## TEXT UNDER STUDY
◆ ◆ ◆ ◆ ◆ ◆ ◆

The fall in the real wage growth rate explains the erosion of domestic savings at the rural level and the increasing incidence of labourers getting entrapped in a debt spiral. Their situation hasn’t improved thus far. Real wages of agricultural labourers turned positive for a brief phase in FY ’21 before returning to the negative territory in FY22.
In this regard, the Kotak Institutional Equities report goes on to observe, “We note that nominal rural wage growth has been muted in FYTD22 and real wage growth has trailed inflation leading to a decline in real wages. In our view, the weakness in the non-farm economy reflects (1) a large shift in employment from manufacturing and services to agriculture during the pandemic and (2) persistent demand from MNREGA. Government allocation for the rural sector will remain weak in FY2023; it is difficult to expect a sharp recovery in non-agricultural demand.”
It was in the aftermath of the pandemic that India witnessed an unprecedented reverse mass migration of labourers from factories to farmlands.
Between FY ’19-FY ’20, roughly 12-13 million labourers finding no avenues of fruitful employment in the industrial landscape had little option but to revert to agriculture as their sole means of subsistence. Meanwhile, demand for work from MGNREGA is still quite high, however, on the ground, the actual generation of employment lags by a big margin. At such a critical juncture in the economic trajectory of the country, the finance minister has opted to scale down the allocation to the workfare scheme by 25%.
Lastly, the research report punctures one big hope that the government was hoping to extract from the Russia-Ukraine crisis.
India has been looking to corner a piece of the food grains exports market considering the vacuum left by Russia and Ukraine in the aftermath of the war. The Indian government has also managed to export a sizeable amount of wheat this year and by all accounts is hoping to break through the 10 million tonnes wheat export mark.
While this ought to strengthen the government’s economic heft, the report points out that this will not “greatly benefit India’s 93 million agricultural households.”
It states:
“The Indian government has a large stock of food grains after it increased its procurement of food grains sharply during the pandemic. The disruption in global agricultural trade due to the ongoing Russia-Ukraine war offers India an opportunity to export its surplus food grains at high prices. Also, the increase in global crop prices has made Indian exports competitive, resulting in a jump in exports in 10MFY22. Rice, marine products, sugar and spices were key beneficiaries, while wheat exports have increased recently. However, an increase of $7.2 bn in exports will not greatly benefit India’s 93 mn agricultural households. Domestic realizations are more material for farm income.”

◆ ◆ ◆ ◆ ◆ ◆ ◆

## AVAILABLE DATA
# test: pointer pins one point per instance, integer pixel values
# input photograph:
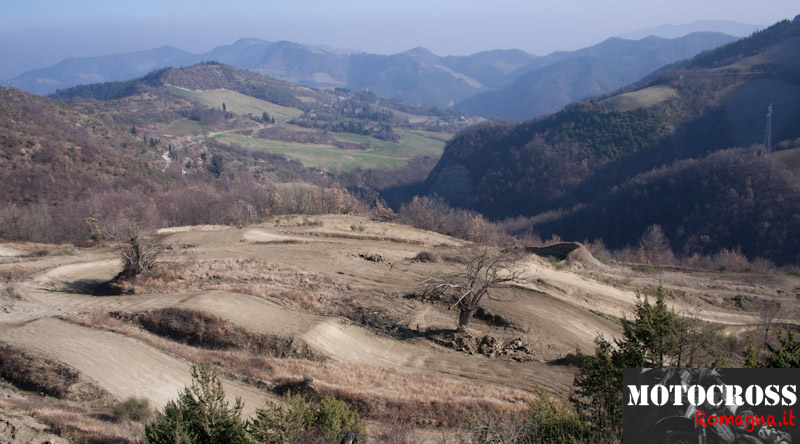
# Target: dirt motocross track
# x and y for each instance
(550, 312)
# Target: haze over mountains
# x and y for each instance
(657, 152)
(417, 76)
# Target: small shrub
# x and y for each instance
(298, 421)
(200, 415)
(426, 256)
(310, 223)
(32, 373)
(135, 409)
(44, 251)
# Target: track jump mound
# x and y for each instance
(573, 254)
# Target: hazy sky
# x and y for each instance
(39, 33)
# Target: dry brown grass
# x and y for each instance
(35, 373)
(205, 330)
(14, 273)
(316, 292)
(83, 428)
(428, 398)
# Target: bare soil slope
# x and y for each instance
(342, 292)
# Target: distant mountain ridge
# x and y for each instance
(554, 81)
(659, 151)
(675, 31)
(417, 76)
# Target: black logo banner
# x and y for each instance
(711, 406)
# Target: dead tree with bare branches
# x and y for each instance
(484, 271)
(139, 250)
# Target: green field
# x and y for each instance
(185, 127)
(238, 103)
(331, 158)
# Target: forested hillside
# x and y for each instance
(586, 163)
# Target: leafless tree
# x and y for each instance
(767, 313)
(139, 250)
(484, 271)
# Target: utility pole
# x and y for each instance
(768, 132)
(250, 162)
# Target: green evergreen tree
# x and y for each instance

◆ ◆ ◆ ◆ ◆ ◆ ◆

## WORK TO COMPLETE
1 - Answer these questions about the passage on rural wages:
(a) Roughly how many labourers reverted to agriculture between FY '19 and FY '20?
(b) By what percentage did the finance minister scale down the allocation to the workfare scheme?
(c) How many agricultural households does India have, according to the report?
2 - Copy out the section of the passage on rural wages from "It was in the" to "scheme by 25%." word for word.

## SOLUTIONS BELOW
1 -
(a) Roughly 12-13 million.
(b) 25%.
(c) 93 million.

2 -
It was in the aftermath of the pandemic that India witnessed an unprecedented reverse mass migration of labourers from factories to farmlands.
Between FY ’19-FY ’20, roughly 12-13 million labourers finding no avenues of fruitful employment in the industrial landscape had little option but to revert to agriculture as their sole means of subsistence. Meanwhile, demand for work from MGNREGA is still quite high, however, on the ground, the actual generation of employment lags by a big margin. At such a critical juncture in the economic trajectory of the country, the finance minister has opted to scale down the allocation to the workfare scheme by 25%.